##### Provided records
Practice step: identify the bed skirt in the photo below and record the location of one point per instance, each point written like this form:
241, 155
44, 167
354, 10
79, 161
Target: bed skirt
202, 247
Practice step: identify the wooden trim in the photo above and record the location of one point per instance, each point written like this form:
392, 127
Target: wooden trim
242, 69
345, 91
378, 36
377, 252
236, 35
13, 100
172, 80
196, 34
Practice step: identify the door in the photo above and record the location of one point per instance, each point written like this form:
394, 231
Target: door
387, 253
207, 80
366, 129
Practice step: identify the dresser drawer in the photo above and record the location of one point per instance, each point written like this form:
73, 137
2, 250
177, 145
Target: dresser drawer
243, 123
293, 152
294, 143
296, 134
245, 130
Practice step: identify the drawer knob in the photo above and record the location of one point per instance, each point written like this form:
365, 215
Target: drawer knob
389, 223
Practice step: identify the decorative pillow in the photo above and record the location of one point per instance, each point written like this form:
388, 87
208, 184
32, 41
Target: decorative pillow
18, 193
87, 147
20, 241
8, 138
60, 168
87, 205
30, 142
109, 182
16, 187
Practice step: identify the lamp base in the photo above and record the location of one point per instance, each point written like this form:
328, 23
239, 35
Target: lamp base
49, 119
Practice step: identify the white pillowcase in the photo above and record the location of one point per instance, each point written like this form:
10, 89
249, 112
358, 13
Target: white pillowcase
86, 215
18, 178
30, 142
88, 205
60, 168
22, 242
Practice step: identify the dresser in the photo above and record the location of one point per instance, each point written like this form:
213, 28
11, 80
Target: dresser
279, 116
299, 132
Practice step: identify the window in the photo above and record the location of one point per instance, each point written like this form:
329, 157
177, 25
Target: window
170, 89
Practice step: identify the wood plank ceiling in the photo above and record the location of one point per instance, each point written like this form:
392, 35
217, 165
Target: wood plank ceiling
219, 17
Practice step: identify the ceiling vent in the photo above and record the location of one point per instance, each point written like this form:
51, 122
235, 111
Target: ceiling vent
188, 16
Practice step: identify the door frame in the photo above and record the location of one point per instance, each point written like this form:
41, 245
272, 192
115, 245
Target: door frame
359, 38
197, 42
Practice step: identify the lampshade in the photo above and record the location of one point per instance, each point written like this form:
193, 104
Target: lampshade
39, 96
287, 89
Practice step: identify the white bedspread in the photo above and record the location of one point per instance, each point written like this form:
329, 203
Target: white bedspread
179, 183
##########
Return all of the material above verbatim, line for line, with nothing altered or left out.

**Written solution**
Practice step: identify the bed skirt in the photo below and record the location of one point per instance, each point written like this form:
241, 155
44, 167
354, 10
79, 161
Target: bed skirt
202, 247
Practice step: identify the wooden trim in the photo above and record the location of one point per instance, each point written like this form:
392, 127
Target: wooden trim
242, 69
345, 91
378, 36
377, 252
236, 35
13, 100
172, 80
196, 34
Practice step: identify the door in the photo above and record the location of one point per instance, each point written like this form:
394, 231
Target: door
387, 253
207, 80
366, 129
Practice step: identify the dresser drawer in the photo above and record the location of one point per instance, each point written like this form:
73, 137
2, 250
177, 145
Target: dresser drawer
243, 123
293, 152
294, 143
296, 134
245, 130
Practice step: identify the drawer knob in the photo above and record the location of one point per instance, each point written like this form:
365, 215
Target: drawer knob
389, 223
Practice step: identify the decorative pillow in the photo above and record the location of one point per instance, each point written like this form:
388, 87
208, 184
32, 41
Target: decorative pillow
18, 193
87, 147
20, 241
8, 138
60, 168
87, 205
30, 142
109, 182
16, 187
Practice step: identify the lamp base in the photo above and record the location of one point per instance, each point written like this form:
328, 23
239, 35
Target: lamp base
49, 119
Practice step: identify the white pillowcase in the photo above and record the location of one point per instance, each point written like this form:
10, 89
249, 112
358, 13
Target: white pillowcase
86, 215
18, 178
30, 142
88, 205
60, 168
22, 242
Practice step: identify the dresser in the photo above and record the location of one point per instance, each point written like this form:
213, 28
11, 80
Target: dresser
279, 116
299, 132
Practice step: identify the window in the photo above and record the location of one point per instance, each point written like this form:
329, 157
177, 25
Target: window
170, 89
Practice step: identify the wood plank ceiling in the photo above and record the location of one point per instance, each point written like this form:
392, 35
217, 165
Target: wood plank ceiling
219, 17
Practice step: identify the ceiling vent in the photo above and record the location of one point per instance, each point written like this form:
51, 122
235, 111
Target: ceiling vent
188, 16
Practice step: identify the door frame in the photo above and record the location of one point per instance, each point written like this form:
41, 245
272, 192
115, 245
Target: door frame
359, 38
197, 42
Practice step: identify the lampshade in the photo above and record the location of one point per instance, each point written like this form:
193, 104
Target: lampshade
39, 96
287, 89
Practice step: identify the white bedspread in the photo above and record the location of one point per instance, each point written like this form:
329, 203
Target: white bedspread
179, 183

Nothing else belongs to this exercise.